§ Domande da risolvere:
a. Copia parola per parola il brano sulle sculture di elefanti. Parti dalle parole "Le sculture, create" e fermati dopo "iniziative di conservazione.".
b. In base al brano sulle sculture di elefanti, le frasi (i), (ii) e (iii) sono giuste? Rispondi sì o no a ognuna e cita le parole del brano che lo dimostrano.
(i) Le sculture sono state fatte da circa 200 artigiani.
(ii) La lantana camara è una pianta che non fa danni all'ambiente.
(iii) Le sculture non si possono comprare.
c. Rispondi a queste domande sul brano sulle sculture di elefanti:
(i) Da quale zona vengono le comunità degli artigiani?
(ii) In quale paese è in tournée adesso la "mandria" di elefanti?
(iii) A che cosa vanno i soldi ricavati dalle vendite?

§ Brano da leggere:
Le sculture, create utilizzando la lantana camara, una pianta invasiva che minaccia gli ecosistemi naturali, sono state realizzate da circa 200 artigiani delle comunità indigene delle colline del Nilgiri, nel sud dell’India. Questa scelta di materiale non è casuale: il progetto non solo porta alla realizzazione di opere d’arte, ma contribuisce anche a rimuovere una pianta dannosa, favorendo il ripristino degli habitat per molte specie animali.

Dopo aver viaggiato in varie città del Regno Unito, la “mandria” di elefanti è attualmente in tournée negli Stati Uniti, con tappe in metropoli come New York, Miami, Houston e Los Angeles. Ogni scultura è disponibile per l’acquisto, con prezzi che variano tra gli 8.000 e i 22.000 dollari, e i proventi vengono destinati a iniziative di conservazione.

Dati
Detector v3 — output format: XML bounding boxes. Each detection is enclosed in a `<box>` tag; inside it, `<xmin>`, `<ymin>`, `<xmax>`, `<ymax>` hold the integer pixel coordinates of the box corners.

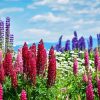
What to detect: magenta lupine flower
<box><xmin>0</xmin><ymin>50</ymin><xmax>2</xmax><ymax>62</ymax></box>
<box><xmin>37</xmin><ymin>39</ymin><xmax>47</xmax><ymax>76</ymax></box>
<box><xmin>47</xmin><ymin>47</ymin><xmax>56</xmax><ymax>87</ymax></box>
<box><xmin>30</xmin><ymin>43</ymin><xmax>37</xmax><ymax>59</ymax></box>
<box><xmin>94</xmin><ymin>49</ymin><xmax>99</xmax><ymax>70</ymax></box>
<box><xmin>20</xmin><ymin>90</ymin><xmax>27</xmax><ymax>100</ymax></box>
<box><xmin>14</xmin><ymin>51</ymin><xmax>23</xmax><ymax>73</ymax></box>
<box><xmin>88</xmin><ymin>72</ymin><xmax>92</xmax><ymax>82</ymax></box>
<box><xmin>3</xmin><ymin>51</ymin><xmax>13</xmax><ymax>75</ymax></box>
<box><xmin>97</xmin><ymin>79</ymin><xmax>100</xmax><ymax>97</ymax></box>
<box><xmin>22</xmin><ymin>42</ymin><xmax>28</xmax><ymax>73</ymax></box>
<box><xmin>97</xmin><ymin>57</ymin><xmax>100</xmax><ymax>71</ymax></box>
<box><xmin>86</xmin><ymin>82</ymin><xmax>94</xmax><ymax>100</ymax></box>
<box><xmin>73</xmin><ymin>58</ymin><xmax>78</xmax><ymax>75</ymax></box>
<box><xmin>29</xmin><ymin>57</ymin><xmax>36</xmax><ymax>86</ymax></box>
<box><xmin>10</xmin><ymin>70</ymin><xmax>18</xmax><ymax>88</ymax></box>
<box><xmin>0</xmin><ymin>84</ymin><xmax>3</xmax><ymax>100</ymax></box>
<box><xmin>83</xmin><ymin>73</ymin><xmax>88</xmax><ymax>82</ymax></box>
<box><xmin>0</xmin><ymin>64</ymin><xmax>5</xmax><ymax>83</ymax></box>
<box><xmin>84</xmin><ymin>51</ymin><xmax>89</xmax><ymax>69</ymax></box>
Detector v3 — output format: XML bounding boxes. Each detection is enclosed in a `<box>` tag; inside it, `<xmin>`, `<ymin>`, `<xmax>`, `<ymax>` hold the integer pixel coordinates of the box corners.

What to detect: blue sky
<box><xmin>0</xmin><ymin>0</ymin><xmax>100</xmax><ymax>45</ymax></box>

§ Soluzioni:
a.
Le sculture, create utilizzando la lantana camara, una pianta invasiva che minaccia gli ecosistemi naturali, sono state realizzate da circa 200 artigiani delle comunità indigene delle colline del Nilgiri, nel sud dell’India. Questa scelta di materiale non è casuale: il progetto non solo porta alla realizzazione di opere d’arte, ma contribuisce anche a rimuovere una pianta dannosa, favorendo il ripristino degli habitat per molte specie animali.

Dopo aver viaggiato in varie città del Regno Unito, la “mandria” di elefanti è attualmente in tournée negli Stati Uniti, con tappe in metropoli come New York, Miami, Houston e Los Angeles. Ogni scultura è disponibile per l’acquisto, con prezzi che variano tra gli 8.000 e i 22.000 dollari, e i proventi vengono destinati a iniziative di conservazione.

b.
(i) Sì: "sono state realizzate da circa 200 artigiani delle comunità indigene delle colline del Nilgiri"
(ii) No: "una pianta invasiva che minaccia gli ecosistemi naturali"
(iii) No: "Ogni scultura è disponibile per l’acquisto"

c.
(i) Dalle colline del Nilgiri, nel sud dell'India.
(ii) Negli Stati Uniti.
(iii) A iniziative di conservazione.